_Work to do_: From the listing below, pick out every line that contains the word "branch" and copy each one in full.

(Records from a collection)

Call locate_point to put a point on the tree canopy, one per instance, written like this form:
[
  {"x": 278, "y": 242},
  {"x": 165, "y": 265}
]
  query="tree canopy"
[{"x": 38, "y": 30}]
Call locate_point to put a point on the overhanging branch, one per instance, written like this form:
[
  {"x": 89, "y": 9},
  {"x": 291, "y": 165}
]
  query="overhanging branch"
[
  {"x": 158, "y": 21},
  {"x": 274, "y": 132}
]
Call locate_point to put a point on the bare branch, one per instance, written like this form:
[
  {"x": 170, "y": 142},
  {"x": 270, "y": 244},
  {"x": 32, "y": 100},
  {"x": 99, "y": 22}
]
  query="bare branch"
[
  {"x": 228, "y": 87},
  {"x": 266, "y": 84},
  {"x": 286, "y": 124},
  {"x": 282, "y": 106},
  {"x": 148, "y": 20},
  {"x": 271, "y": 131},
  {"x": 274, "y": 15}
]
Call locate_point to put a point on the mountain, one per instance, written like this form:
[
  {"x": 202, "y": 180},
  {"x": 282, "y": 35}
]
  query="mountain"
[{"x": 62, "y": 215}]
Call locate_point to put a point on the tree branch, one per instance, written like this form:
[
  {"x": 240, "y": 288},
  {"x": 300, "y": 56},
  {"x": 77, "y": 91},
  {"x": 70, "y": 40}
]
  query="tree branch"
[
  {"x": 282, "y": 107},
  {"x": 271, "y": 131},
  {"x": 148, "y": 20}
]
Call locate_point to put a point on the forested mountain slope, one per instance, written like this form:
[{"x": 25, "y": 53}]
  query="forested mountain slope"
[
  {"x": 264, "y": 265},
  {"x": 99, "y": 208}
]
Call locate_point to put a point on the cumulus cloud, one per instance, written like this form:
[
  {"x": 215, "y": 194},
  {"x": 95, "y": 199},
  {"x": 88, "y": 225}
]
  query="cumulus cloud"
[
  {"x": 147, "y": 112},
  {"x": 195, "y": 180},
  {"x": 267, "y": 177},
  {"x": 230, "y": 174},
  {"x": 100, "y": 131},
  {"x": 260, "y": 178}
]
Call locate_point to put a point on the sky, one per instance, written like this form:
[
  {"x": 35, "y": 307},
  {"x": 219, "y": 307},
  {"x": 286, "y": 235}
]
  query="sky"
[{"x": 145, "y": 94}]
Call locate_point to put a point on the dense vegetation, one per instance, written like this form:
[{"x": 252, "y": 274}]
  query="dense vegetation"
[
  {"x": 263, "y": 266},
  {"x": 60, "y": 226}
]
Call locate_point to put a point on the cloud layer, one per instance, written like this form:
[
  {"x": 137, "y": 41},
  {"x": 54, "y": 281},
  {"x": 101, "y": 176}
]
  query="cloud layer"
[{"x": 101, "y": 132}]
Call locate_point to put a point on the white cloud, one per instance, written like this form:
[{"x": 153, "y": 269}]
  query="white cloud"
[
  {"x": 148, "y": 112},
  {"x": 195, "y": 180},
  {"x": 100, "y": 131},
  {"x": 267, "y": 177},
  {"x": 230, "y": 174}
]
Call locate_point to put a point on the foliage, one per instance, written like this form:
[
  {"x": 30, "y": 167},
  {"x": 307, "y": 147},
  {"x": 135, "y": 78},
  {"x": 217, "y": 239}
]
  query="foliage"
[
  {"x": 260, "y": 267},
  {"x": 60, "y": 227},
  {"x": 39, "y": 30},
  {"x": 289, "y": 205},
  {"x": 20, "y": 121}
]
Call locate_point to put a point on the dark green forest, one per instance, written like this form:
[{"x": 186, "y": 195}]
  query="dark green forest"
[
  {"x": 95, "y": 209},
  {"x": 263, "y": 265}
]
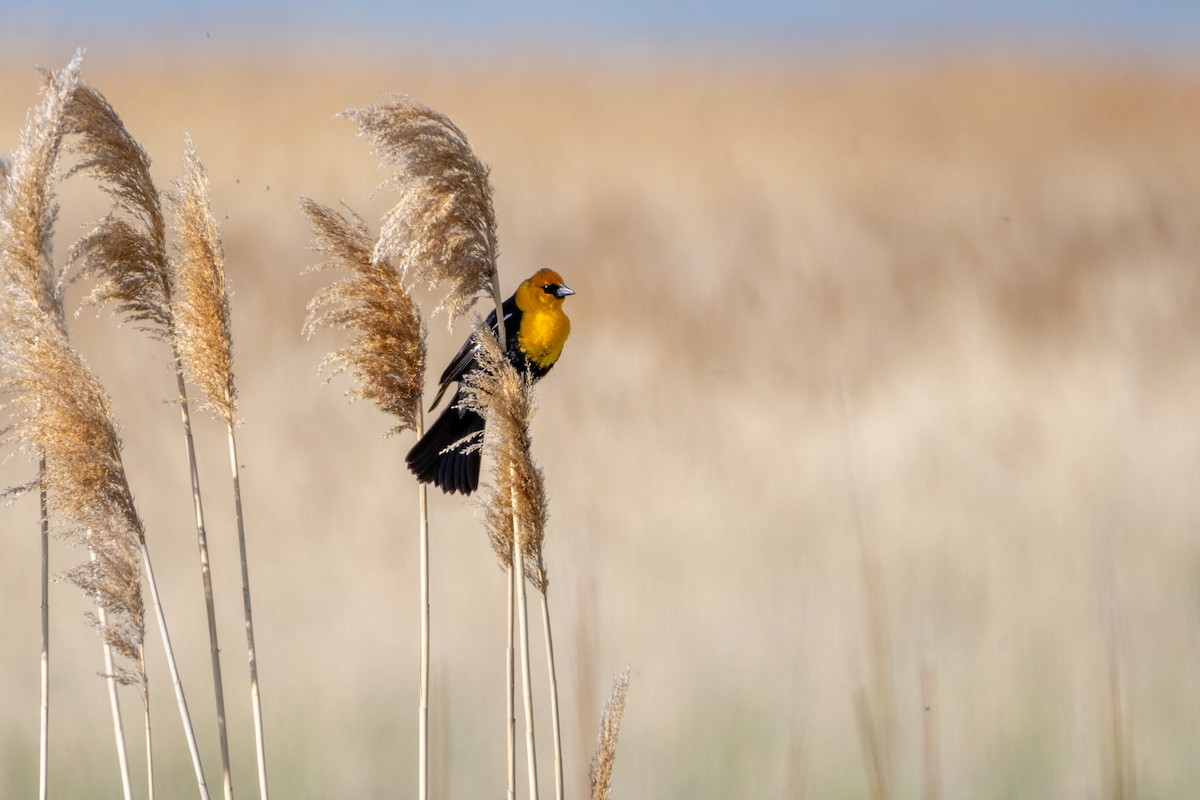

_Output_:
Call locate_point to put a point on the overhanging branch, one per instance, written like this form:
  query="overhanging branch"
Call locate_point to put a point on the bare branch, one per instance, written like this form:
  query="bare branch"
Call locate_point to put a point on the tree branch, one per instance, written like this form:
  query="tree branch"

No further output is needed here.